# WHAT THE TASK ASKS
Reproduce word for word the passage of the liver cancer article below between "Deadly liver cancer rewires" and "to the study.", inclusive.

# EXCERPTED PASSAGE

■ ■ ■

Deadly liver cancer rewires cell metabolism to grow, study finds

A deadly liver cancer that mainly affects children and young adults rewires its cellular metabolism in order to thrive, according to a new study that opens the door to exploring new targets for therapies.

Fibrolamellar carcinoma, which does not respond to conventional treatments, accounts for only 1–2% of all liver cancers, but is without standard of care and has often metastasized by the time it is detected, leaving patients with approximately a year to live on average.

While many cancers prefer glucose to promote their survival, some show dependence on other nutrients. Fibrolamellar carcinoma depends on glutamine for energy production, and also seems to place a strong emphasis on serine utilization for this purpose as well, according to the study.

"There appears to be with this cancer an impairment in metabolizing sugar and it actually seems to be very keen on amino acids, which is something that deviates from the norm in terms of what the general public typically think about cancer," said Donald Long Jr., the study's lead author, Howard Hughes Medical Institute Gilliam Fellow, and a doctoral candidate in the lab of senior author Praveen Sethupathy '03, professor of physiological genomics and chair of the Department of Biomedical Sciences in the College of Veterinary Medicine.

The paper, "Proteo-metabolomics and Patient Tumor Slice Experiments Point to Amino Acid Centrality for Rewired Mitochondria in Fibrolamellar Carcinoma," published Aug. 28 in the journal Cell Reports Medicine.

"Our findings point to specific features of the cancer that represent therapeutic vulnerabilities, and could be very useful for testing specific drug combinations," Sethupathy said.

■ ■ ■

# PROVIDED INFORMATION
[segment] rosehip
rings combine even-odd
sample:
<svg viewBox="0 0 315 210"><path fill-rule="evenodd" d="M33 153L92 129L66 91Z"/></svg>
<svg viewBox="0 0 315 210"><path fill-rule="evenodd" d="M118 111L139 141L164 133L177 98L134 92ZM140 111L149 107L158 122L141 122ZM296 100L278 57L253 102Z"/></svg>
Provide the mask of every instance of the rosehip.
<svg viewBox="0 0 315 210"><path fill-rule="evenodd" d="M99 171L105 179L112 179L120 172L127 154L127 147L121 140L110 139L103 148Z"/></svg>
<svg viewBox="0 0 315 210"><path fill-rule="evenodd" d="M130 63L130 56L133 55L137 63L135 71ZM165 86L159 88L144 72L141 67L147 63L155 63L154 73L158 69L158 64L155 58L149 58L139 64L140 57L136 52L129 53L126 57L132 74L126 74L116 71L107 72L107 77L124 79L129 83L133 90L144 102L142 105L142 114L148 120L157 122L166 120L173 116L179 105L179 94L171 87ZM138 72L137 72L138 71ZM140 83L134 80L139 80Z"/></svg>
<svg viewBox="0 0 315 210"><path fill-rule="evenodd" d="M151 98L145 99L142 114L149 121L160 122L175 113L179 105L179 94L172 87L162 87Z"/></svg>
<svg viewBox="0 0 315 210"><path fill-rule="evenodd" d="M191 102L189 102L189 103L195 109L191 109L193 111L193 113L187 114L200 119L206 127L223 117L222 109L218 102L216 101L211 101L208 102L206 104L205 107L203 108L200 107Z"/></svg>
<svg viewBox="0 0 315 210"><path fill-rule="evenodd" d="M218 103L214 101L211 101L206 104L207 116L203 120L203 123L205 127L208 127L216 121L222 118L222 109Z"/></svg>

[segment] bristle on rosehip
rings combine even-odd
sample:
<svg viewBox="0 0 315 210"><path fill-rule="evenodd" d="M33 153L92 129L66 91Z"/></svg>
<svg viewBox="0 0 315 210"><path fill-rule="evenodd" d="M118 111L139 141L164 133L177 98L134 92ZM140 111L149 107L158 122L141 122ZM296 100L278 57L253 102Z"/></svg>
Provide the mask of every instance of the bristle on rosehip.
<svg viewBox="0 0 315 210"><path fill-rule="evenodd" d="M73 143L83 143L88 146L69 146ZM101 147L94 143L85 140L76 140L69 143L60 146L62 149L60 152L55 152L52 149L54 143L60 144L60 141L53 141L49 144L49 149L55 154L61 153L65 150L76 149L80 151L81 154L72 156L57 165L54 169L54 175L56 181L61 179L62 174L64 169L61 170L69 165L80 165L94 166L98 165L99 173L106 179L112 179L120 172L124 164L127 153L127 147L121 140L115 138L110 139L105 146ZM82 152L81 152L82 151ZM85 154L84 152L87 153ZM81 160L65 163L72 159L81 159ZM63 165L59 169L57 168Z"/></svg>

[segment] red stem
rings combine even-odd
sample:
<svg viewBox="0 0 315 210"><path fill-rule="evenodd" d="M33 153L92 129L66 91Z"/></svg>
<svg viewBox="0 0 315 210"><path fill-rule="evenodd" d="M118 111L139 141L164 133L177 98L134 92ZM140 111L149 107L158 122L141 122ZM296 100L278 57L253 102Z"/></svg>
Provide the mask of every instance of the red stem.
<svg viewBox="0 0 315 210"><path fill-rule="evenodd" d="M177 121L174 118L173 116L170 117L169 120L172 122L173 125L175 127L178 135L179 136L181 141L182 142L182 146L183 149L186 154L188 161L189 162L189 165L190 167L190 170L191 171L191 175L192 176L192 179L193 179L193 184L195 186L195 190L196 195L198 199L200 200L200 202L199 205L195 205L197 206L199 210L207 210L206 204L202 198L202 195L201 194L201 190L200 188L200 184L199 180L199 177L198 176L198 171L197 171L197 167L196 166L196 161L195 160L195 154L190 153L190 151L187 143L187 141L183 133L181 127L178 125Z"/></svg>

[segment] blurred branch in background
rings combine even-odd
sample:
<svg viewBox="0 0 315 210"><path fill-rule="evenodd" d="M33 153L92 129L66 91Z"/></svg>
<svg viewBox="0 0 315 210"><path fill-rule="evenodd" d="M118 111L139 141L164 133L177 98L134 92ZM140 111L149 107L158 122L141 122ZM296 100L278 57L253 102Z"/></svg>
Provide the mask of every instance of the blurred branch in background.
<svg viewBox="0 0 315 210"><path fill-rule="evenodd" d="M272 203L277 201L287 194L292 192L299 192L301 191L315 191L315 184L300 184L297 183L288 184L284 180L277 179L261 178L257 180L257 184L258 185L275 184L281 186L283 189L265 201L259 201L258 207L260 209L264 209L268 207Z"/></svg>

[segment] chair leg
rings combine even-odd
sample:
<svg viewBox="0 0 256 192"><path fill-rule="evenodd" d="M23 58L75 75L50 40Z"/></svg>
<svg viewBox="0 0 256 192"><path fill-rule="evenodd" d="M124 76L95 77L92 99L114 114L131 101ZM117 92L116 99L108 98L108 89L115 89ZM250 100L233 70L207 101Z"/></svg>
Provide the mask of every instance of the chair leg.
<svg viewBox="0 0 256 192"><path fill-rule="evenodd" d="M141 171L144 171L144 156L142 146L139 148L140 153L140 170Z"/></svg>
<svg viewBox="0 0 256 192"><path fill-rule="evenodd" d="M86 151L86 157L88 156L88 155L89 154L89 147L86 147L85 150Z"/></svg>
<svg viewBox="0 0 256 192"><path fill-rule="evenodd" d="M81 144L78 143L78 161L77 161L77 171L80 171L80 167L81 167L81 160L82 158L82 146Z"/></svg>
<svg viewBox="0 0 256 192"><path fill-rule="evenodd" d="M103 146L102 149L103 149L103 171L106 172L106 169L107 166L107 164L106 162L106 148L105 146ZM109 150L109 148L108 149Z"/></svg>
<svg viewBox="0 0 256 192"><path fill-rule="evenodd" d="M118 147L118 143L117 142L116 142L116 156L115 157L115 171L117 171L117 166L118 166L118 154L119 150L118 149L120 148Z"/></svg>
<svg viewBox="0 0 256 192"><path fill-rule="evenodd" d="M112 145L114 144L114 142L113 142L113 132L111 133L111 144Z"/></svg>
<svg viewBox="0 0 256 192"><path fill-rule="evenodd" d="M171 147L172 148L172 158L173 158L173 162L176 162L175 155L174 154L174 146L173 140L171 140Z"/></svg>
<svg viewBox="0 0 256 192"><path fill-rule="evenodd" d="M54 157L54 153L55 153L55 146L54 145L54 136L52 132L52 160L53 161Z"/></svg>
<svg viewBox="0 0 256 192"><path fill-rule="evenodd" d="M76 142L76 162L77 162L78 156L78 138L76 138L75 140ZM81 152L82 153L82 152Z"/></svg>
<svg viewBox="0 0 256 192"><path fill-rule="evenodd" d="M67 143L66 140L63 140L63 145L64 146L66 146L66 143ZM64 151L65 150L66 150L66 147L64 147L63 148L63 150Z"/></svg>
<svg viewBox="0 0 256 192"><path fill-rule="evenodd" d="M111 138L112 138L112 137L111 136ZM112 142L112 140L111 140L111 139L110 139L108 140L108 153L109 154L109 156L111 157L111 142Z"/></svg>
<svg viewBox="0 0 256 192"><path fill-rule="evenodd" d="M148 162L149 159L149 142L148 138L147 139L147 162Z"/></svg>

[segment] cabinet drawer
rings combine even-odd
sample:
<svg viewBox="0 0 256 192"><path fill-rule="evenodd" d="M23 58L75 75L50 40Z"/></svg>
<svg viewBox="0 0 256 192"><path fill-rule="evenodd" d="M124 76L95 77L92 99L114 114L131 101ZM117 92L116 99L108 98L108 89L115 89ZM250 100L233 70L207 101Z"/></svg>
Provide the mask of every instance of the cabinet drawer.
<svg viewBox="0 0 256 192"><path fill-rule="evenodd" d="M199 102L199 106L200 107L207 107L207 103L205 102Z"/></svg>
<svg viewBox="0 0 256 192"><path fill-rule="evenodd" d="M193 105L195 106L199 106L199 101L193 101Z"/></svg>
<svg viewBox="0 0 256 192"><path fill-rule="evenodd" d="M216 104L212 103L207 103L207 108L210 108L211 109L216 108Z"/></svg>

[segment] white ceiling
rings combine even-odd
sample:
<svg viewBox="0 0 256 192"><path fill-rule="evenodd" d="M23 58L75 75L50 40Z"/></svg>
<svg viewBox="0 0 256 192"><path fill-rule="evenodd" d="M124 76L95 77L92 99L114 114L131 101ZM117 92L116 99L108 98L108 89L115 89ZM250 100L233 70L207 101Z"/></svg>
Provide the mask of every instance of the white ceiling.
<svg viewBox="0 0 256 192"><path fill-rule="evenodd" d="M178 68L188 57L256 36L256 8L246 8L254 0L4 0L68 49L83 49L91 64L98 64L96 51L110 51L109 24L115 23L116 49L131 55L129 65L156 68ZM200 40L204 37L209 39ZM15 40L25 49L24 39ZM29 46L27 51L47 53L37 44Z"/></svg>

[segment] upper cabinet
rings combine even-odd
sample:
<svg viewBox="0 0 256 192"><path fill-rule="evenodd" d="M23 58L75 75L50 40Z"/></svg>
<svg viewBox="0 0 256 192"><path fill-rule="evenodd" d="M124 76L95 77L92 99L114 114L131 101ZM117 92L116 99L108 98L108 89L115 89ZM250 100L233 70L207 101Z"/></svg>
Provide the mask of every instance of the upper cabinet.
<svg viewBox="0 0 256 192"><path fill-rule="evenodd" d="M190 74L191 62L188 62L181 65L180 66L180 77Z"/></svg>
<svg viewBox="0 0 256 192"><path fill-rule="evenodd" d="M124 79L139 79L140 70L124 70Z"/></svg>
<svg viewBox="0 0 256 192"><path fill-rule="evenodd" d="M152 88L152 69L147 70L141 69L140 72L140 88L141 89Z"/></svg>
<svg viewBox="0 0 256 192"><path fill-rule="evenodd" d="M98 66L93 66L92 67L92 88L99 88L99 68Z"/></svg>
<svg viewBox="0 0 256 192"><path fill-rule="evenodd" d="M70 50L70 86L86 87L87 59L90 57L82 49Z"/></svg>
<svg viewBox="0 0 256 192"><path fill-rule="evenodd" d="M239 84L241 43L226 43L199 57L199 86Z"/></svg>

■ ■ ■

# REPLY TO THE EXERCISE
Deadly liver cancer rewires cell metabolism to grow, study finds

A deadly liver cancer that mainly affects children and young adults rewires its cellular metabolism in order to thrive, according to a new study that opens the door to exploring new targets for therapies.

Fibrolamellar carcinoma, which does not respond to conventional treatments, accounts for only 1–2% of all liver cancers, but is without standard of care and has often metastasized by the time it is detected, leaving patients with approximately a year to live on average.

While many cancers prefer glucose to promote their survival, some show dependence on other nutrients. Fibrolamellar carcinoma depends on glutamine for energy production, and also seems to place a strong emphasis on serine utilization for this purpose as well, according to the study.